----- INPUT

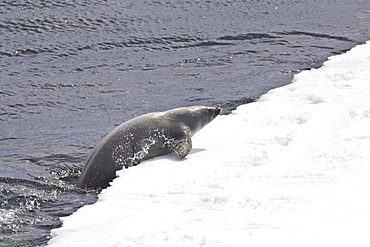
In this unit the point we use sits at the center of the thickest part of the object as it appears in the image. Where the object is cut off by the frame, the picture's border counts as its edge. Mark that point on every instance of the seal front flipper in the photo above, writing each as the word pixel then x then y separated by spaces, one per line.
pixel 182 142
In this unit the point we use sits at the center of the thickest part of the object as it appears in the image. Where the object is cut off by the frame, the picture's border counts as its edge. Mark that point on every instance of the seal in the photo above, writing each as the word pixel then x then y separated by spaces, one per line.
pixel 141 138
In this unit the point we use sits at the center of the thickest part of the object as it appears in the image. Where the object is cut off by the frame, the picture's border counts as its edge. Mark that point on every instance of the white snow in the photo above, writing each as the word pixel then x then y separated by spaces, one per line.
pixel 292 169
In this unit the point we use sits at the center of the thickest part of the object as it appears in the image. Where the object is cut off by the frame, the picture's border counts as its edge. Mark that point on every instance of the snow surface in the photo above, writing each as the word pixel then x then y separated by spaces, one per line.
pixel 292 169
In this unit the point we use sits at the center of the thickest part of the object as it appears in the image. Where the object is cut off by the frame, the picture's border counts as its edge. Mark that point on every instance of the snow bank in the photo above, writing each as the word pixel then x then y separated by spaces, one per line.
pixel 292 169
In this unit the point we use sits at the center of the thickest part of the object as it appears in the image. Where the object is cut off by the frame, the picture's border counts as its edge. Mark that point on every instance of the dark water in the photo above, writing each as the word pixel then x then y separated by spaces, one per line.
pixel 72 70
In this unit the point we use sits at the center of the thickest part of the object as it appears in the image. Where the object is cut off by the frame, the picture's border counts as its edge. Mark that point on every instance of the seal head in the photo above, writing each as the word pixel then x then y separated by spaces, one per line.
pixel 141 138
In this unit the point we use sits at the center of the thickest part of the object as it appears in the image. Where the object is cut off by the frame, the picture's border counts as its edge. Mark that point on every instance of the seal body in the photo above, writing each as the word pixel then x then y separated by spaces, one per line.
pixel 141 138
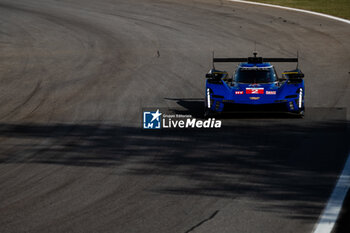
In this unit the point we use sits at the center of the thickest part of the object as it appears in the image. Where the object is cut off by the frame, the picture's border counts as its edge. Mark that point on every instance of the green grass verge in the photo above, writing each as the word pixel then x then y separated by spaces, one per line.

----------

TASK REQUIREMENTS >> Write out the records above in full and exactly, with no pictures.

RESPONSE BELOW >>
In this unit the point we use sits at the center of the thickest part of the object as it appears in the image. Where the object is cut off by the frame, the picture's border counts as its edge. Mark that point on every instance of the seal front flipper in the photo above, writing each as the word pixel then x then y separated by spaces, one per line.
pixel 182 142
In this unit the point we use sits at the center of the thickest part of the object as it appears in the image. Where the object is cut off by the frame, the picture's border counts as its edge. Mark that point on every instance of the seal in the photo above, writing each as the word pixel then x then y separated by spaces, one per line.
pixel 141 138
In this unit the point we use sits at the center of the thickest part of the object as it appears in the image. Where the object is cut off by the frame, the picture's border counts as its edge. Mark that point on every instance of the white snow in the photo above, writing each as the word pixel then x then y separated by spaces, one per line.
pixel 292 169
In this unit the point we use sits at the center of the thickest part of the object as it appears in the image. Where the object is cut off by the frame, the picture's border counts as its edge. Mark that point on every instance of the snow surface in the photo above, writing each as the word pixel then x then y separated by spaces, one per line.
pixel 292 169
In this unit the point we use sits at the center of the thickest part of the object as it appears in the image. Where the object is cut off by the frame, the picture's border counts as its edge. Mark that point on every instance of the snow bank in the photo above, writing each as the word pixel then x then y separated by spaces, one per line.
pixel 292 169
In this unit the point we use sits at the center of the thickest part of the object as it appears in the image. Where the object is cut off by the frame, the picture's border counts as its edge. Mark that point on every instance of the dark water in the photo above, writing each as the word pixel then x then y separated by spaces, one per line.
pixel 72 70
In this unit the point we use sits at the center of the thickest part of the object as it appears in the image. Where the object is cut off by the frame, the picture's border counts as its edge. Mark that point on every instance of the seal head in the photo above, writing each as the word pixel then x then y separated by spaces, one per line.
pixel 141 138
In this unit the point we use sits at the center of the thickest part of the object as it appears in the image. Where the object is cut off by the frame, the picture's border counts as its edge. Mark that point on every instance of the seal body in the photo above, writing each as the word pixel then x then y separated by spaces, one per line.
pixel 141 138
In this unit the point we use sits at the center of the thickest part of the object as it appears in the image. Where the object is cut off by the frame, the picture's border counts as its edge. Mark that point on every instance of the green grass verge in the photo above, writing each as the word pixel then x then y separated by spaces, one per line.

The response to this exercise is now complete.